--- start of Data rows ---

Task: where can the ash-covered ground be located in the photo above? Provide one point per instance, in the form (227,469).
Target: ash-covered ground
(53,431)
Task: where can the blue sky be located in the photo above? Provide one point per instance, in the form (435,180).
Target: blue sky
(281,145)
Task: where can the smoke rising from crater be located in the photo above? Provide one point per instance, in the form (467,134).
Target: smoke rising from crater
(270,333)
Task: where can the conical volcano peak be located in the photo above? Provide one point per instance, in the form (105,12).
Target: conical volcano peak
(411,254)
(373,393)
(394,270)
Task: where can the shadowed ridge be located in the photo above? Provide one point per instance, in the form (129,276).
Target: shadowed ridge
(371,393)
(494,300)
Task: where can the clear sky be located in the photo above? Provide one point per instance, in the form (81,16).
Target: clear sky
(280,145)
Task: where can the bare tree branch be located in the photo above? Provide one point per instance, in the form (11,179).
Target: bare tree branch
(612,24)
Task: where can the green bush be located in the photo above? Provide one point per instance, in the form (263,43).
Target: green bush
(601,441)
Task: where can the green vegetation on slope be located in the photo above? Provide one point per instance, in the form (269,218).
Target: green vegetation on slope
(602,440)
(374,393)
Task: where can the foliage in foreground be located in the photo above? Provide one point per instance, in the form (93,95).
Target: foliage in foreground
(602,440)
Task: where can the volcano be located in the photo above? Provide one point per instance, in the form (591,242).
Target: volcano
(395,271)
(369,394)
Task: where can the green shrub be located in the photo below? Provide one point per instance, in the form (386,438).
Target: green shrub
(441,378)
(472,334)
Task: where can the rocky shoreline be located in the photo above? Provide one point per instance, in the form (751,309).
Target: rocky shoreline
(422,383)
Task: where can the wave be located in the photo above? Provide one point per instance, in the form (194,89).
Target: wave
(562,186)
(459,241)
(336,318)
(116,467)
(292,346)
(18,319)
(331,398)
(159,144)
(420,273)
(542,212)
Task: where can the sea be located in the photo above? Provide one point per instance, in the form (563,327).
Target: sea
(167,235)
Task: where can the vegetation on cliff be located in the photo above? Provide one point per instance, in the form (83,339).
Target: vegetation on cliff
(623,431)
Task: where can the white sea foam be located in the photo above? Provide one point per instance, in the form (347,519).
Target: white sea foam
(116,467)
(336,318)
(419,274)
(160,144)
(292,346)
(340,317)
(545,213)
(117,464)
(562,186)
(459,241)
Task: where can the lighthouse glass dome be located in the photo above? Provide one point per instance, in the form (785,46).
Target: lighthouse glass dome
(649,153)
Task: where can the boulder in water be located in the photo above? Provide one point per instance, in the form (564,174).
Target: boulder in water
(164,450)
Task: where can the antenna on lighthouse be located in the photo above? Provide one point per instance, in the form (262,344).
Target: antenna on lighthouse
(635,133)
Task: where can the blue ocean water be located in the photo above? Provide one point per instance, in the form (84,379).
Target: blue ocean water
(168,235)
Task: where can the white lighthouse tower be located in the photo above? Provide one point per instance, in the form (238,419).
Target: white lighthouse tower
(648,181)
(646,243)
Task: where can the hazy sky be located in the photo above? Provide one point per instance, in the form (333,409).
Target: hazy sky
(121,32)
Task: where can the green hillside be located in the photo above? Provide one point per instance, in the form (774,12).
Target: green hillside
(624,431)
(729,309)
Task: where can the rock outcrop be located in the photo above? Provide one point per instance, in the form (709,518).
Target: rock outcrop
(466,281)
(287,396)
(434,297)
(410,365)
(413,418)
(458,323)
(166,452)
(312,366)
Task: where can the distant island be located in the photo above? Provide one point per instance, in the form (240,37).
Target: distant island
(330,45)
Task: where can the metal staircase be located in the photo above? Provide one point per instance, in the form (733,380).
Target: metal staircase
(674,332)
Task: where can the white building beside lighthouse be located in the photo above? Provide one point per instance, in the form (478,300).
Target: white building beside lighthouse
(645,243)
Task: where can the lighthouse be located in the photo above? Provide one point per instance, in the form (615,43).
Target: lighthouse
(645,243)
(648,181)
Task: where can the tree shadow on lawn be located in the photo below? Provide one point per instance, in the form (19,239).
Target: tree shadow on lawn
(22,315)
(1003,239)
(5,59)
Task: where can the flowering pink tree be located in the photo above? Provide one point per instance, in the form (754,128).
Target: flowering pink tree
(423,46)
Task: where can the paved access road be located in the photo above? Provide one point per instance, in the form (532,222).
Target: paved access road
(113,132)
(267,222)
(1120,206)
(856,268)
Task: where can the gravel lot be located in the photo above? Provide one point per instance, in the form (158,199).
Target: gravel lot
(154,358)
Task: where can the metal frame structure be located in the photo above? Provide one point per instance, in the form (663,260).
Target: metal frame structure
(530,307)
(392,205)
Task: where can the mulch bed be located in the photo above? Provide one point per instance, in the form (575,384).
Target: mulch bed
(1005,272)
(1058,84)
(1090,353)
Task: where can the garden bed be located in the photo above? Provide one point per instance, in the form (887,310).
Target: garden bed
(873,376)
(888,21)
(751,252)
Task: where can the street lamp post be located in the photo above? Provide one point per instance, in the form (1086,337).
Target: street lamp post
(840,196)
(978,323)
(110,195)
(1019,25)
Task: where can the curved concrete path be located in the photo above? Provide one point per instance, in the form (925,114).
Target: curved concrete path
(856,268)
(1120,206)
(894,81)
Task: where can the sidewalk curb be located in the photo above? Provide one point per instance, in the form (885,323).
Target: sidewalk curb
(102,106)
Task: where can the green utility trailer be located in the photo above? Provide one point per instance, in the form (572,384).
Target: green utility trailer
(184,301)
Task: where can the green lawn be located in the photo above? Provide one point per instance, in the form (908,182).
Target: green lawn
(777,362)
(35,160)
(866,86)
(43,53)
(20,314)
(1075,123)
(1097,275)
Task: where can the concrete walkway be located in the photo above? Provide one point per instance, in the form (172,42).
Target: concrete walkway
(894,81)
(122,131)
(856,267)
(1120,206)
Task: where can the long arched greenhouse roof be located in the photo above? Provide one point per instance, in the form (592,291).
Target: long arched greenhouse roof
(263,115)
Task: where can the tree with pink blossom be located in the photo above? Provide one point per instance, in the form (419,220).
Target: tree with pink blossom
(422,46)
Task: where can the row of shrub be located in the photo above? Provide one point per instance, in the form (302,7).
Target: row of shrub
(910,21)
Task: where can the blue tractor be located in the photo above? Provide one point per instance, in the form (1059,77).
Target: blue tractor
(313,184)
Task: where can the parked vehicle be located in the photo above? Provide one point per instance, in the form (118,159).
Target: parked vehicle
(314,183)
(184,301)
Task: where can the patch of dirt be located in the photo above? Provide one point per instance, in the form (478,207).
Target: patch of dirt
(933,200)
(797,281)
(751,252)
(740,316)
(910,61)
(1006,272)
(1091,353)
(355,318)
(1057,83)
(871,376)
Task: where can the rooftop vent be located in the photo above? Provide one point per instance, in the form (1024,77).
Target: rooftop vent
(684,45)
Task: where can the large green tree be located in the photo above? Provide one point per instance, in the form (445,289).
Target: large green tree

--- end of Data rows ---
--- start of Data rows ---

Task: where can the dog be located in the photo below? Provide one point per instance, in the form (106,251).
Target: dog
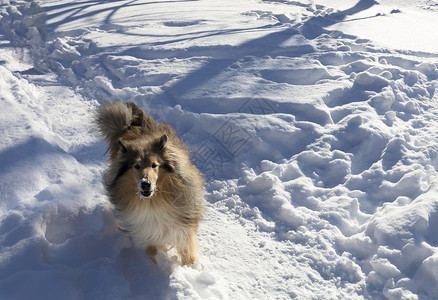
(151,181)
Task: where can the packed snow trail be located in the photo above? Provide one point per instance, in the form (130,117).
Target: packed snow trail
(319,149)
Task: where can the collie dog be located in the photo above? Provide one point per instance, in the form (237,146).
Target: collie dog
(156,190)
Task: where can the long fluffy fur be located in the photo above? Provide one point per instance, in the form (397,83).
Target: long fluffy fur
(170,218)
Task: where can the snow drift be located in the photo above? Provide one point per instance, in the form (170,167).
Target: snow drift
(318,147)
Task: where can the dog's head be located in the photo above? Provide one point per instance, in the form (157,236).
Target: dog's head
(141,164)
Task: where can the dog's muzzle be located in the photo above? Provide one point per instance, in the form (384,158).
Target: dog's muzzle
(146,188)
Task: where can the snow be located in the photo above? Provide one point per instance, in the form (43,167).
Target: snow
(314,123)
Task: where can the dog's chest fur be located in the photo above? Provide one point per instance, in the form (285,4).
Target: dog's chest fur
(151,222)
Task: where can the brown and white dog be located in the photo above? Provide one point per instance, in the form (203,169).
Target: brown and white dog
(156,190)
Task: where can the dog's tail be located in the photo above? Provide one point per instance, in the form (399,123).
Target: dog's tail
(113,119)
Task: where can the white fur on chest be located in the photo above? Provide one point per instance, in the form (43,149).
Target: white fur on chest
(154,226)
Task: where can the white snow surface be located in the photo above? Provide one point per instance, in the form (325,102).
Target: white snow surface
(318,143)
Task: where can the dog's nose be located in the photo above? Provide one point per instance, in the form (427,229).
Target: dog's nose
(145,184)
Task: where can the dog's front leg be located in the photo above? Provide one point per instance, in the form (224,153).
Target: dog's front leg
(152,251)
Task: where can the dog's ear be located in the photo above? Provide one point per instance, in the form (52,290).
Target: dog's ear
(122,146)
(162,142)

--- end of Data rows ---

Instructions for the task: Pick out and copy every line of the entries above that contains the word "packed". Matches must have the same case.

The response:
Task: where can the packed snow trail be located in the photo above? Provide one point per instance, in the form (130,117).
Target: packed snow trail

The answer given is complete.